··· PAGE ···

When you create a page, you start with some text and what you’re doing as a developer is adding markup to that content that helps define the structure of the page. You can think of it as creating an outline of a book. The book might have a title and some headlines or other content.

You can take a peek at this outline using different browsers. In Google Chrome, you can right click on a page and then choose inspect. You’ll be taken to a special developer view where you can see the outline that HTML is describing.

On the left side of the elements tab, you’ll see a series of triangles that you can use to expand and collapse the outline. There’s also an outline navigation bar at the very bottom of the page.

Notice that when you hover over the content on the page or you make selections on the elements tab, the browsers will highlight that area of the page.

Your editor can also do that, but only if you’re using whitespace to intent code properly.


Structural Elements

  • Block level
  • Define areas
  • Common and generic

Author Notes

Structural elements in HTMl are a set of block level elements that help you futher enhance the structure of your sites. By block level, we mean that these are major sections of your site which are usually displayed as having space before and after the section.

They are useful because them make it easy to define areas of content and separate the regular content from utility areas on your HTML. So for example, you can identify a section of code to represent a footer. That usually means the bottom of a page or even another section with some supporting content.

They are usually fairly common areas that people have on websites like headers, footers, navigation, sidebars, etc. Although these names have specific conotations in terms of usage, they are flexible enough so that they can take on a few different contexts. For example, you can have the footer tag come to define the bottom footer of the whole page, but it could also mean a footer at the bottom of some html displaying a product.


  • Introductory content
  • Inside other elements

Author Notes

The header element represents introductory content and it’s often used at the top of a page. At the top of the page it often contains the navigation for the site or some introductory content.

It can sometimes be confused with the head element which is used for items you don’t want the browser to display.

However, a header can also be used inside other elements, so for example you can have a sidebar header or an article header.


  • Ending of content
  • Often at bottom

Author Notes

A footer element represents is a special section that represents the footer or the end of some level of content.

It’s often used at least at the bottom of a website to represent things like copyright information, information about the author of the website, copyright information and links to related documents.

However, just like with the header, it can also be used to define the beginning part of an element like a card, a sidebar, and article or others.


  • Major blocks
  • Screen readers & search engines
  • UL or A

Author Notes

The role of the nav element is to identify major blocks of navigation. This is an important distinction because it means that smaller grouping of links should not necessarily receive nav elements. It’s up to you to determine when a grouping of links should be identified as a nav. Generally it’s meant for links that are internal to the website.

Most pages have at least some navigation at the top of the page as well as some secondary bottom navigation or maybe some sidebar navigation.

Identifying navs in your document can help screen readers as well as search engines understand the role of these set of links better. So, for example screen readers might omit the rendering of this section and search engines might be able to use these to navigate through an entire website.

This is a compound tag and inside these people usually have either a list element UL or just a set of links A. Technically, a list element is considered more appropriate for a navigation, but a series of links isn’t uncommon.

··· RAW DATA ···

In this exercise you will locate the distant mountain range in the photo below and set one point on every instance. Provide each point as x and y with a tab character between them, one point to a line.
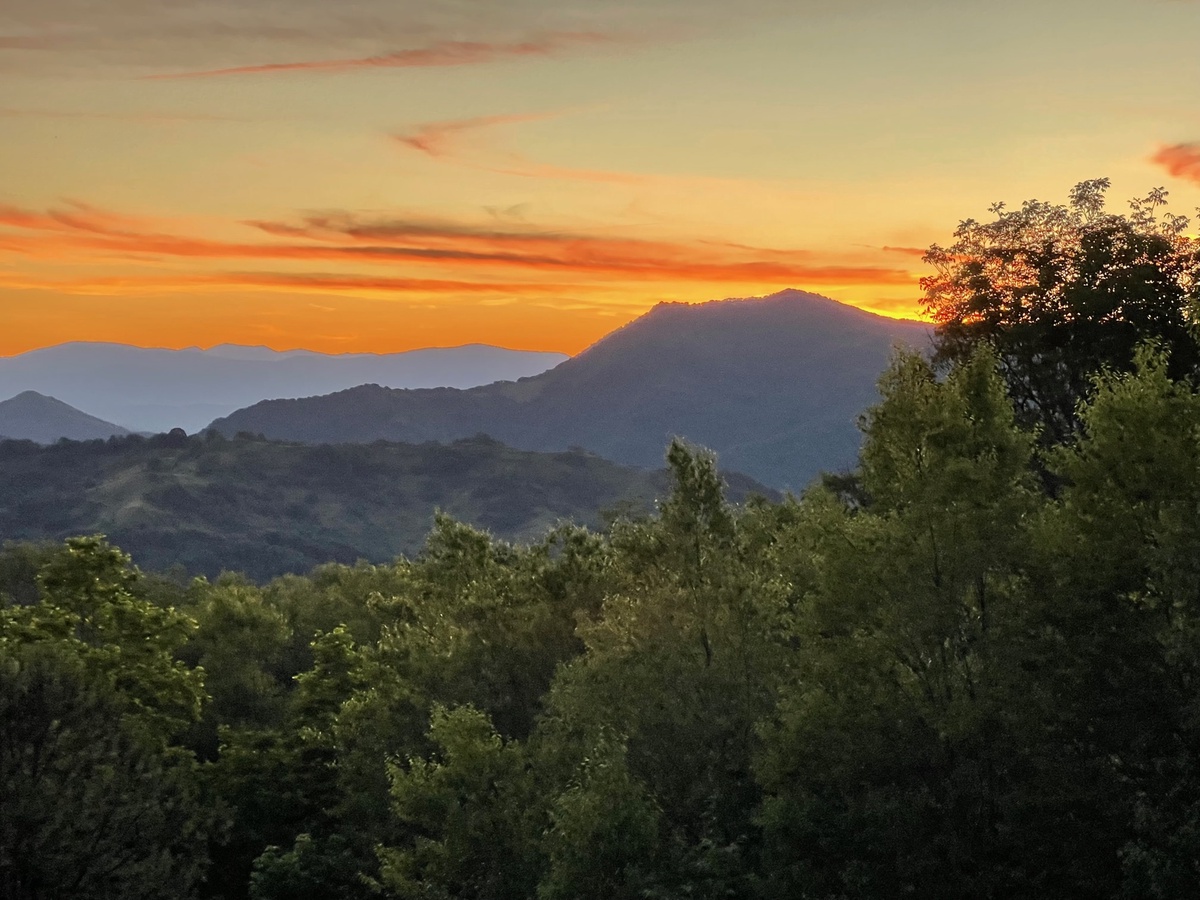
34	417
267	508
774	384
155	390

···

TASK SET
- A) Answer these questions from the text on HTML page structure, one answer per line, marked like the questions:
(i) In Google Chrome, what do you choose after right-clicking a page to reach the developer view?
(ii) What is the head element used for?
(iii) Which element does the text call technically more appropriate inside a nav?
- B) Can you extend the text on HTML page structure, picking up right after its last sentence?

SET OF ANSWERS
- A)
(i) Inspect.
(ii) Items you don't want the browser to display.
(iii) A list element, UL.

- B)
Article

  • Can stand alone
  • Should have headings
  • Can be nested

Author Notes

The article element is one of those hard to explain elements. It represents a complete, self-contained composition in a document, page, application or site. These could be things like forum posts, magazine or newspaper articles, blog entries, user-submitted comments, interactive widgets, etc. It should be something that can stand alone on a page.

I tend to think of the article element as one of two things, like a literal article that someone writes or as an article of clothing. So if you’re looking at a list of shoes on nike.com, each of the pieces of code describing the shoes could be thought of as an article.

Articles should include a heading h1-h6 inside the article tag. You can also nest articles inside other articles (say a list of the types of shoelaces options you can get for the shoes).

In the example above, I could have tagged each ‘article’ as an artile, but because it is a grouping of articles and I have a headline that identifies the grouping, it’s fine to use the article tag for the entire grouping.


Section

  • Thematic grouping
  • Should have headings
  • Can be nested

Author Notes

The section element can be as confusing as the article element and it’s description is somewhat generic by nature. It represents a thematic grouping of content. That means that sections are part of a bigger grouping of elements. A page could be split into sections for things like introduction, news items, contact information, etc.

If it can stand alone, it should probably be an article, if it a piece that is part of another element, then it can be a section.


Main

  • The main thing
  • Nested intelligently

Author Notes

Thankfully, the main element is really easy to figure out. It represents the main content of the body of a document or portion of the document. It consists of content that is directly related to the central topic of, a document or the central functionality of an application. It can be really useful to screen readers and search engines so that they can immediately identify the most important content in your document.

You can use multiple

elements within the same page when it makes sense to do so, for example if you have another section like a card that has it’s own header and a footer where the main content of the card needs to be identified as the main content of the card.


Aside

  • Related content
  • Can appear many times
  • Do not use for pullquotes

Author Notes

The HTML aside element represents a portion of a document whose content is indirectly related to the document’s or other element’s main content.

They can appear many times within a document whenever there is some related content in an article or section, but it’s also often used for a sidebar on a website.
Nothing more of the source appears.